● **Data records**

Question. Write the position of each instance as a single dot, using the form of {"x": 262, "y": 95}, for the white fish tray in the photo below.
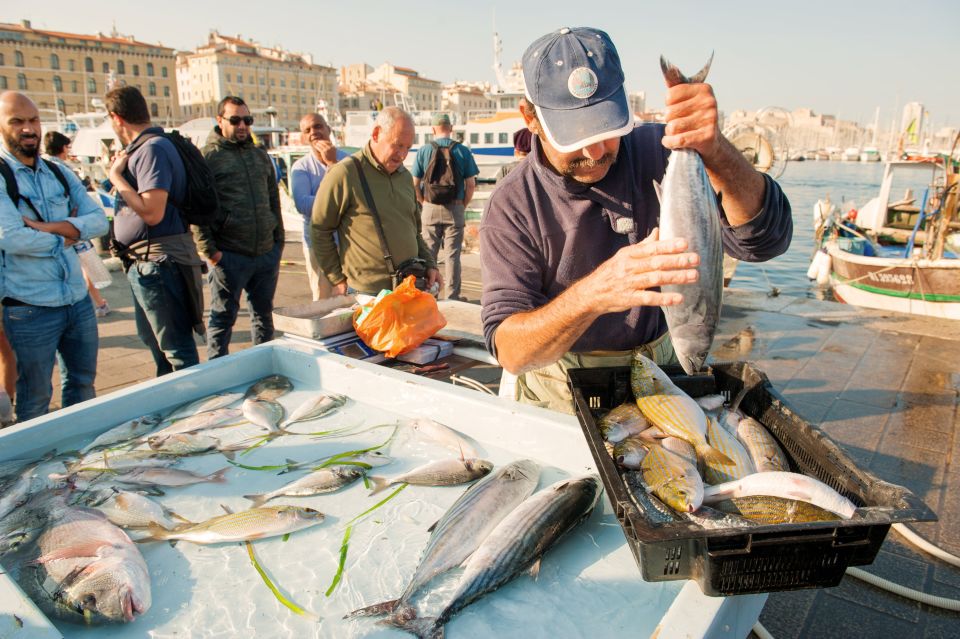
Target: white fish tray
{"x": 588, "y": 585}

==

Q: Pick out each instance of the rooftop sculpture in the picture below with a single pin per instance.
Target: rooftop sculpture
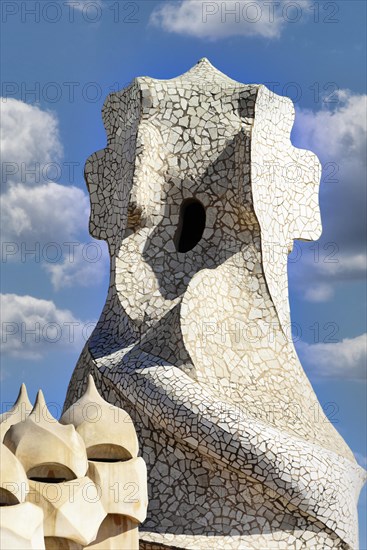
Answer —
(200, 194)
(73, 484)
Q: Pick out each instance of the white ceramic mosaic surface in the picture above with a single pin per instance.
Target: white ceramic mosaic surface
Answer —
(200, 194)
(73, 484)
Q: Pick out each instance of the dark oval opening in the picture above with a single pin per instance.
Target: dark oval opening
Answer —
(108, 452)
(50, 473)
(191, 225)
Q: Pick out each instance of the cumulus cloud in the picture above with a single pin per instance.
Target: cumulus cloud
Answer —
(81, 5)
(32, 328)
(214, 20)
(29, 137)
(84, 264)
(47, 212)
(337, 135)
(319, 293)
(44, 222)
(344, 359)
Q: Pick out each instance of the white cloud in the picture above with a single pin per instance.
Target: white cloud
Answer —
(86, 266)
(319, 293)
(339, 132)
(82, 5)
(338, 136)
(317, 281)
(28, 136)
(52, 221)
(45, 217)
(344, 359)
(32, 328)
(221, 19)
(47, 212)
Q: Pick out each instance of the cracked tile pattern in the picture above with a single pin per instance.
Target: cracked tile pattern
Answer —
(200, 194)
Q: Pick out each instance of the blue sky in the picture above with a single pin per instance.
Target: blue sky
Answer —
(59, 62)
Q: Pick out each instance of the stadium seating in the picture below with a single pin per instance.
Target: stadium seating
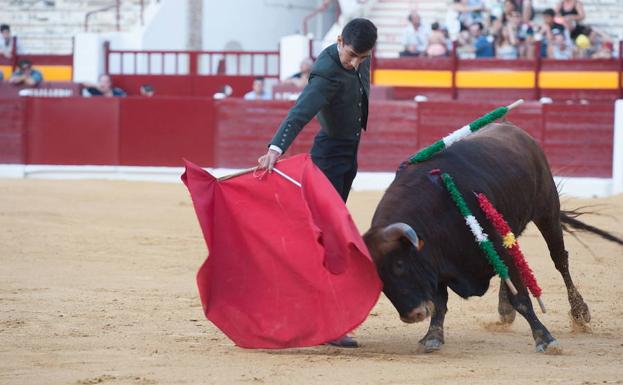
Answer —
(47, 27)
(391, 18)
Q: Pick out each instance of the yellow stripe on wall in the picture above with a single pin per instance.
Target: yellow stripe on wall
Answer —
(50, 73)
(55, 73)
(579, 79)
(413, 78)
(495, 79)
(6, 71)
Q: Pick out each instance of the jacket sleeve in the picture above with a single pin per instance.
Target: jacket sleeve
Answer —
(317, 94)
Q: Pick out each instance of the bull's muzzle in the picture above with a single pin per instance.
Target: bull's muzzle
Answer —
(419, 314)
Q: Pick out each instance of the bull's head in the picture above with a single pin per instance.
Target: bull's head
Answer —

* * *

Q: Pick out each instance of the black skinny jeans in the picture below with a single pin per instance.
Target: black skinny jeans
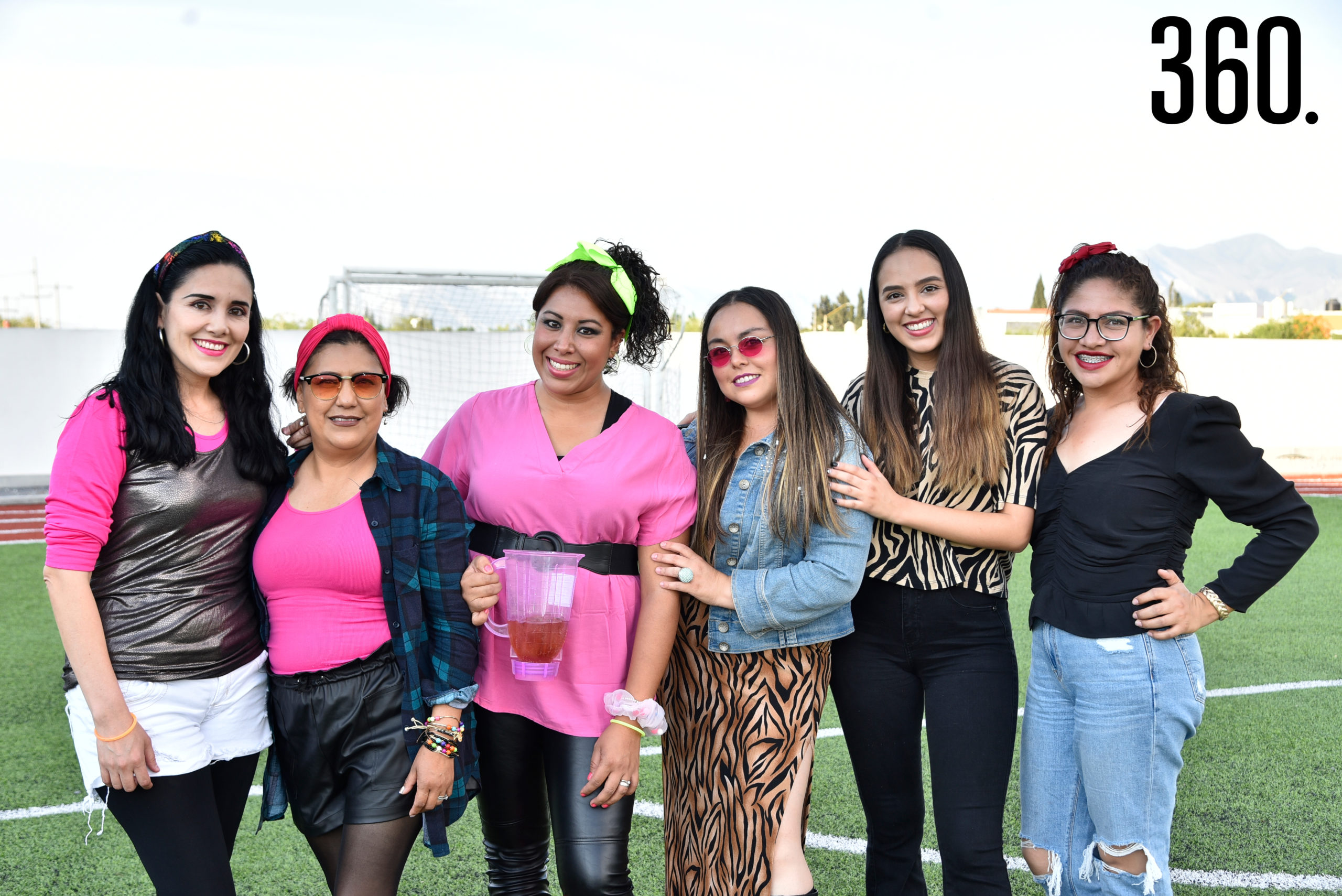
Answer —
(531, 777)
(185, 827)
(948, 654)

● **Goal of the exercise**
Report how many lines in the listing include the word "mosaic". Give nothing but the count.

● **Answer to this task**
2